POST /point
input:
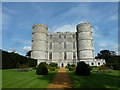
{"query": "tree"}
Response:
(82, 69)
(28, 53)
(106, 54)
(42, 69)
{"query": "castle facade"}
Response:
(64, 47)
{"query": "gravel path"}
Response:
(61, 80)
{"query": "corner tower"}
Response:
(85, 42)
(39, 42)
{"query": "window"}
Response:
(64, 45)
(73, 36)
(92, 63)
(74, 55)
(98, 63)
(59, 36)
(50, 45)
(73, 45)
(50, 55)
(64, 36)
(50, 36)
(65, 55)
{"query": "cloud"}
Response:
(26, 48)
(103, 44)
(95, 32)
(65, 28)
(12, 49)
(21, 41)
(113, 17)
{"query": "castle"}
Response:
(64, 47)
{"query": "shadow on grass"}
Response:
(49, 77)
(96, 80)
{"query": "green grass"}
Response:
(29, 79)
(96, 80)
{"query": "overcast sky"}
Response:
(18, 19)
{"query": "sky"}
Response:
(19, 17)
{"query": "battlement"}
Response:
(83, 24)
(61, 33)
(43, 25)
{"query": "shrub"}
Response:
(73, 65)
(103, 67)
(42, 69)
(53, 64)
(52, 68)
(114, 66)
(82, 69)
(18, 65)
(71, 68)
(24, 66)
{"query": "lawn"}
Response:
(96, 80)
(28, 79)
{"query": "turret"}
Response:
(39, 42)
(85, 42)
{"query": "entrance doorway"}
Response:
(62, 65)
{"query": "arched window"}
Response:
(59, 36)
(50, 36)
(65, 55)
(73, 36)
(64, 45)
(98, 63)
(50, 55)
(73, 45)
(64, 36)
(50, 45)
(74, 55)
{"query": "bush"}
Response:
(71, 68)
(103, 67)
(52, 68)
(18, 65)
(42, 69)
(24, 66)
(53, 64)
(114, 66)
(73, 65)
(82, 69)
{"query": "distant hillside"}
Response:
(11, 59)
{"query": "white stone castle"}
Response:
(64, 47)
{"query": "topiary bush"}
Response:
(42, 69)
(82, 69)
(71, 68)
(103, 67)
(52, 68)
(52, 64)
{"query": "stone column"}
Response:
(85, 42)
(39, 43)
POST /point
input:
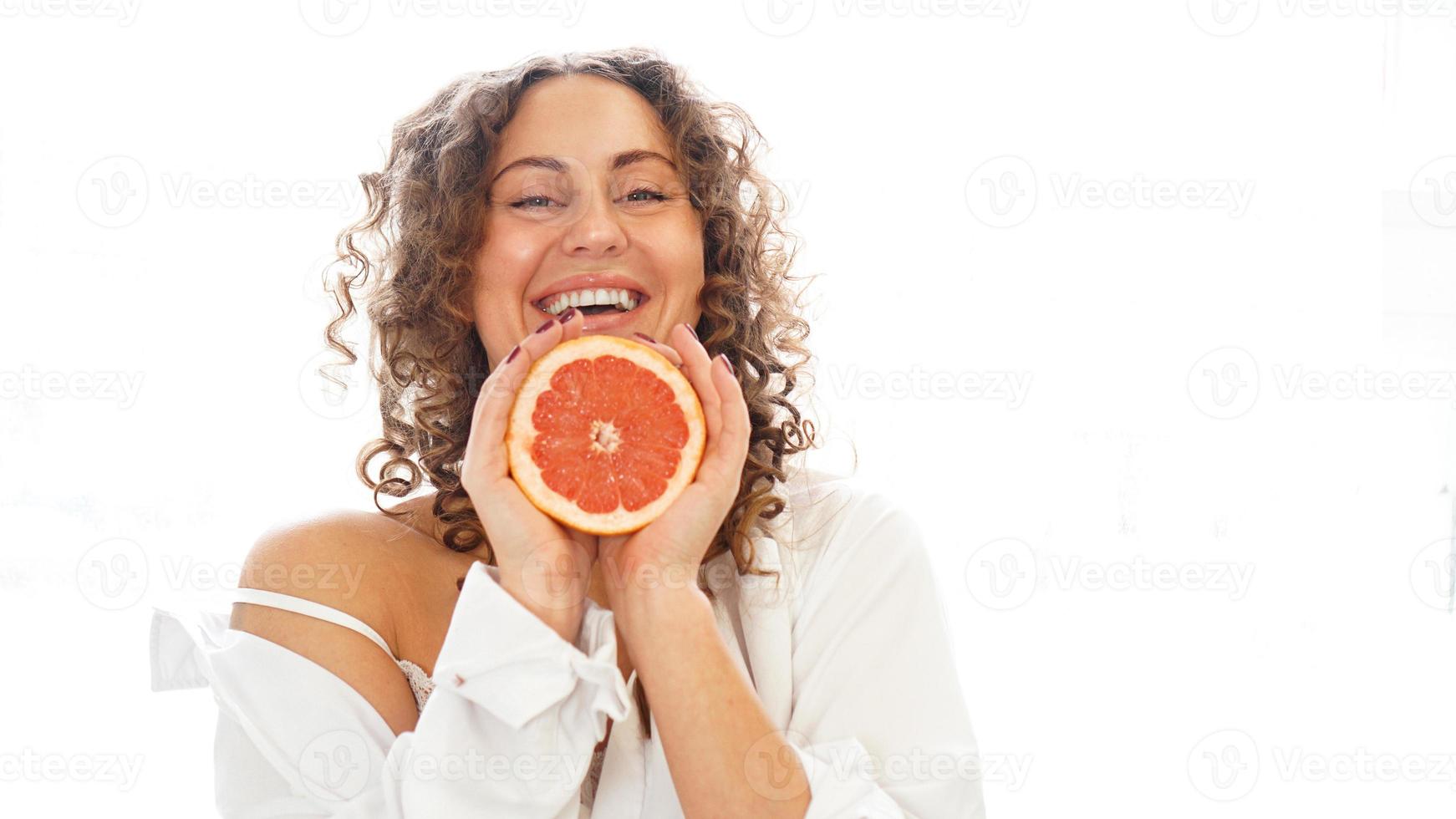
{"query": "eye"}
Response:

════

Exercise description ▸ Determine how many lines above contain the string "castle". Give only that number.

Task answer ▸ 3